Some items
----------------
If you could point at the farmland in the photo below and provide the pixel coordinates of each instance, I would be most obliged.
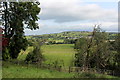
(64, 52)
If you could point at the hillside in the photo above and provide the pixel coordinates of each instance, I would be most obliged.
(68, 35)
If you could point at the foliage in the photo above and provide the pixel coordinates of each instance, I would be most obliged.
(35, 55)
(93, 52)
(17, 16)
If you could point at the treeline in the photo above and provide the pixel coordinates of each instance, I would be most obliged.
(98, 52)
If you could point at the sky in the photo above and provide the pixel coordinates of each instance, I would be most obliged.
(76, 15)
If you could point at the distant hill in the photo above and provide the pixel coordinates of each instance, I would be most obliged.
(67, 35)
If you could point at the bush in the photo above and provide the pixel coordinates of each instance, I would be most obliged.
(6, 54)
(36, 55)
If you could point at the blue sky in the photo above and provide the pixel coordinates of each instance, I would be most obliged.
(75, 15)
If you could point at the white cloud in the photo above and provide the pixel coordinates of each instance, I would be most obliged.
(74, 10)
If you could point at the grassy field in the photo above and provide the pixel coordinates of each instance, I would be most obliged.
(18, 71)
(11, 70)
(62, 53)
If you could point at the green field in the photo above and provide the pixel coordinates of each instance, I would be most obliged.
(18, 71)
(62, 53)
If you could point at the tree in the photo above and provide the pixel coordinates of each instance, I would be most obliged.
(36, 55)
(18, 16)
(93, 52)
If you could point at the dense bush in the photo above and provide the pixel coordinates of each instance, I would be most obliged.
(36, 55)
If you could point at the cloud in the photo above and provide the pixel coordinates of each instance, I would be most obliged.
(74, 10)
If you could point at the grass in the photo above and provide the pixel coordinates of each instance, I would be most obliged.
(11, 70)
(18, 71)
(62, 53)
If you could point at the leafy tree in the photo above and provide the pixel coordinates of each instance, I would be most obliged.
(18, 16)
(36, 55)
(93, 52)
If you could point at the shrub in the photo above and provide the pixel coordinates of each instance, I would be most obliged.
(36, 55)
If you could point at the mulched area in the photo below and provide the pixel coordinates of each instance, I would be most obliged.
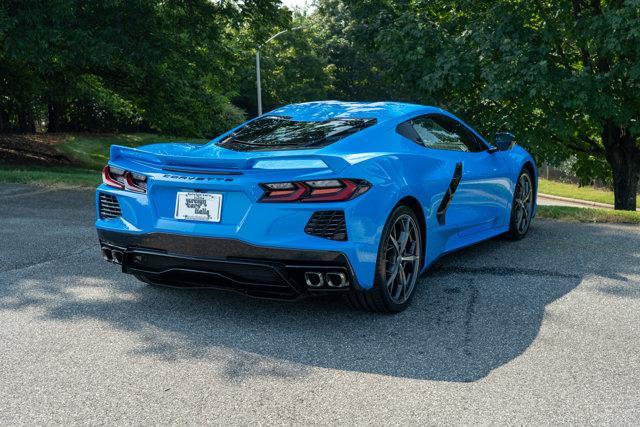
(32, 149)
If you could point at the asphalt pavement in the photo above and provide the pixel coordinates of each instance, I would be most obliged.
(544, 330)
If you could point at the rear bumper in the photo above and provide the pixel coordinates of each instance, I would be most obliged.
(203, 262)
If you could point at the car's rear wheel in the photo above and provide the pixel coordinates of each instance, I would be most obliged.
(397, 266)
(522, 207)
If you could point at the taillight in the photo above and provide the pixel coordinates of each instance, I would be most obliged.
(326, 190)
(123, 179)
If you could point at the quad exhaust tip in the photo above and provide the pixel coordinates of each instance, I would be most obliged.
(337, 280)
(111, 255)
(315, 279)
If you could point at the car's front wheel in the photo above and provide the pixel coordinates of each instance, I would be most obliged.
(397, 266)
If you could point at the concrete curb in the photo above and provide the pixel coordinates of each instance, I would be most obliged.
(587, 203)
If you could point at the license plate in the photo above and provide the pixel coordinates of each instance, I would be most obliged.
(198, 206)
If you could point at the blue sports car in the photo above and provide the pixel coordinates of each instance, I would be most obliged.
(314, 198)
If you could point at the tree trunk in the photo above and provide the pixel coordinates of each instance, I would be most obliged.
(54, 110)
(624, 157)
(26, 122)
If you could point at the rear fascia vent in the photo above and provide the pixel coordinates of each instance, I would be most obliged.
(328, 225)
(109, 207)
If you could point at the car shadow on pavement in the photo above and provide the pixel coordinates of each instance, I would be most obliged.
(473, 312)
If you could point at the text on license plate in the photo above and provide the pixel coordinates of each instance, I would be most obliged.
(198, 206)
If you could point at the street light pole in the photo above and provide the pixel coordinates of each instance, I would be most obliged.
----------------
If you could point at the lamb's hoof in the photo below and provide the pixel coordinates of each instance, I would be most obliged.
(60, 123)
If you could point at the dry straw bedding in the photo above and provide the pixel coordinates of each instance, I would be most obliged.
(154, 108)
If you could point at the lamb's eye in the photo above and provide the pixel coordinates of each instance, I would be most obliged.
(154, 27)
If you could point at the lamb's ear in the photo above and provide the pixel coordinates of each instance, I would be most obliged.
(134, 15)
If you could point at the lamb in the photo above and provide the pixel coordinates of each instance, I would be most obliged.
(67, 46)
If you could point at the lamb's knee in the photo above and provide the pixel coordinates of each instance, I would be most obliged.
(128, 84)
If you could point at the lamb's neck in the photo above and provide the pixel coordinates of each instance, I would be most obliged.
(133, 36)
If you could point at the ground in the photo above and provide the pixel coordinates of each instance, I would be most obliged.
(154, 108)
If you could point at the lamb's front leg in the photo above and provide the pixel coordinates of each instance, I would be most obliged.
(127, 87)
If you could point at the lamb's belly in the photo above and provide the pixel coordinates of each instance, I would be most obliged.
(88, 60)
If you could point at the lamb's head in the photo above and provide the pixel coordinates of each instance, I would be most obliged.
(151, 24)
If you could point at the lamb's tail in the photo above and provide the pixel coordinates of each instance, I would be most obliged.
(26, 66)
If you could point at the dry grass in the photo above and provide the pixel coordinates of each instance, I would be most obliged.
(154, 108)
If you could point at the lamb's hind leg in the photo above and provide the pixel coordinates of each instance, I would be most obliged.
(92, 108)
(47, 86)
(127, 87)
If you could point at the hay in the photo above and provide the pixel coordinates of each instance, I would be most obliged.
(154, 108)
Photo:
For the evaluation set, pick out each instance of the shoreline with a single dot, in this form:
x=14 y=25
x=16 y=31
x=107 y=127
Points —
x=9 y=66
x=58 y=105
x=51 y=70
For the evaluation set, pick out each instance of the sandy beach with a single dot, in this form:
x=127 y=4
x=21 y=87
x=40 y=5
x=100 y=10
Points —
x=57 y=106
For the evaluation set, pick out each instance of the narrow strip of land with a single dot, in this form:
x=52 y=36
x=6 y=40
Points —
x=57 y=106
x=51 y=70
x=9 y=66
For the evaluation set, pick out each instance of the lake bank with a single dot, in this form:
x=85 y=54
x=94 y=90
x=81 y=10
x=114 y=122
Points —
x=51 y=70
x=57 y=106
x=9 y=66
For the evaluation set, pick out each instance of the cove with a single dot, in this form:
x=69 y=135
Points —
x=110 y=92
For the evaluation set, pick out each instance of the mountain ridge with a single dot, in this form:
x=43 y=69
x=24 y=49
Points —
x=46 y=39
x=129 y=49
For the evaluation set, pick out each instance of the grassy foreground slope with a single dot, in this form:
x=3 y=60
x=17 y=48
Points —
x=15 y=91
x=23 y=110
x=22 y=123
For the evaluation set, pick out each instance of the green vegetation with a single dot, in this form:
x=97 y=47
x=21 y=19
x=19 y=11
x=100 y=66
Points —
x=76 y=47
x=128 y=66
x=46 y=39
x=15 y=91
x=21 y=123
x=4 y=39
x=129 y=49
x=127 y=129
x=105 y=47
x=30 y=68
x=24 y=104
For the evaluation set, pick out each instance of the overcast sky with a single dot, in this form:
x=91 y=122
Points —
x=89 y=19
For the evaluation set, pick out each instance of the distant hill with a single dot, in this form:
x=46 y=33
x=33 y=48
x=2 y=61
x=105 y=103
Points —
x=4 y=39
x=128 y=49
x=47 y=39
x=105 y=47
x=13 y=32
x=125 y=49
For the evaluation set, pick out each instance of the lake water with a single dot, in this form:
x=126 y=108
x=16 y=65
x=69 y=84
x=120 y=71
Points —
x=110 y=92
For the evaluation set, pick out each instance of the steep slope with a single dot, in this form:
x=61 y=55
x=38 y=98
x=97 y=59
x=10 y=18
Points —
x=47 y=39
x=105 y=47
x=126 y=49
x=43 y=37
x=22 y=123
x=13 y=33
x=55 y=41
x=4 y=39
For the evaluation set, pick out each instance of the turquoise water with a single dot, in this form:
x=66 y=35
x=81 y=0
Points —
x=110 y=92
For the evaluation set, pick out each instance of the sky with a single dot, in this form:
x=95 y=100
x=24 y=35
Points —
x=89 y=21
----------------
Required task:
Report every line of the items above that contains the string "slope", copying each line in full. Matching is case-sensitive.

Response to the exercise:
For the evaluation set, pick out each instance of the grassy foreground slope with a single dot, in this form:
For the evaluation set, pick out each instance of the steep slope with a single dot, in this form:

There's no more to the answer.